** Document passage **

That's right, research is not solitary, at least most of the time. The toughest challenges in research actually involve managing interactions with other people, rather than solving technical difficulties. You don't even have to be in a supervisory role to relate to these situations. For example, suppose you are in a team of three people who are asked to put a presentation together. You did your part, but the others still have not submitted their materials the day before the deadline. Or, your boss asked you to supervise a less experienced graduate student but you were too busy to keep track of them and they destroyed valuable samples or damaged an instrument. Who is responsible?
Most graduate students admit that they were unprepared for the challenges of people management. While supervising can seem like a nuisance, getting some experience in graduate school will be very valuable for your career. Whether you stay in academia (and have to motivate graduate students) or go to industry (and participate in or lead teams), you will need to interact with people from different backgrounds and levels of experience.

** Exercise objective **
According to the passage on research and people management, what do the toughest challenges in research involve? The listing is taken from a separate source.

** Dataset entries **
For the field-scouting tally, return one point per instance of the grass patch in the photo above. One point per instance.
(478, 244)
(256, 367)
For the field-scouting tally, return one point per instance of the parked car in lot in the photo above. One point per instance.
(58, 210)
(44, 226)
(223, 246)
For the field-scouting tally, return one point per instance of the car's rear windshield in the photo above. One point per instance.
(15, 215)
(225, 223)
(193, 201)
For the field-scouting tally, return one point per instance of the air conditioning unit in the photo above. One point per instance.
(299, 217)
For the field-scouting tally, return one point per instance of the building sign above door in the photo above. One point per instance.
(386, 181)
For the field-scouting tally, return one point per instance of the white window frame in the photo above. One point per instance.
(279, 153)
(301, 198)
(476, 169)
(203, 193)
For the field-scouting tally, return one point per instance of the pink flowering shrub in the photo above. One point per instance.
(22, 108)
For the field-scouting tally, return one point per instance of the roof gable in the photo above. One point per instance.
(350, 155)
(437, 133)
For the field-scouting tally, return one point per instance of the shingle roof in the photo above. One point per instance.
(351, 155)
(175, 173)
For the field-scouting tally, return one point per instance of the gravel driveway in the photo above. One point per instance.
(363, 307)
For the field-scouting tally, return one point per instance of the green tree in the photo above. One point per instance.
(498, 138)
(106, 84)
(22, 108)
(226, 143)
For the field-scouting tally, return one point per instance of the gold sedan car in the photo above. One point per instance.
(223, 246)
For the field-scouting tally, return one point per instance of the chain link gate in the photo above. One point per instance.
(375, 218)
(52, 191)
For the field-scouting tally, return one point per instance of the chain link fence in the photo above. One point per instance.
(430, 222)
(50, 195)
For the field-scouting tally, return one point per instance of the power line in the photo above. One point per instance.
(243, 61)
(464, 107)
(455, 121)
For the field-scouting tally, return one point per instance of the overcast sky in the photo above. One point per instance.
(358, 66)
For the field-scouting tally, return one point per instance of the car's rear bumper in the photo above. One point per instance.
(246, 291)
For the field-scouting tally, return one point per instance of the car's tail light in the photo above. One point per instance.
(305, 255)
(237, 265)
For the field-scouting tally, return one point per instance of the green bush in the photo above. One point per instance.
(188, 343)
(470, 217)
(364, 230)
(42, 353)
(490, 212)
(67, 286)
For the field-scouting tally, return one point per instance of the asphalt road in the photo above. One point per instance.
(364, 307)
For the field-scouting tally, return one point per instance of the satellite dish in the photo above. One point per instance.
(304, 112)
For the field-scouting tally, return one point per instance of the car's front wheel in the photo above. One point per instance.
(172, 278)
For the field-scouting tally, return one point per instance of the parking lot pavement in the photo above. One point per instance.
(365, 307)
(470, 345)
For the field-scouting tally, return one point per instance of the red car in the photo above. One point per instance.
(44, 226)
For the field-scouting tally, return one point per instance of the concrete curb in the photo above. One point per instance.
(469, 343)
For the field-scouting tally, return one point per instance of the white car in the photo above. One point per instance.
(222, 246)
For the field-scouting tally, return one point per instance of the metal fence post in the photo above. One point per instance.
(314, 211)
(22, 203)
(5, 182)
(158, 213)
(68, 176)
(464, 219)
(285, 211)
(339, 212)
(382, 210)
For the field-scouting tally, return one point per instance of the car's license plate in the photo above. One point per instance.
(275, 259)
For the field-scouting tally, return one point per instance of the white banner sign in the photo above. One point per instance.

** Your response **
They involve managing interactions with other people rather than solving technical difficulties.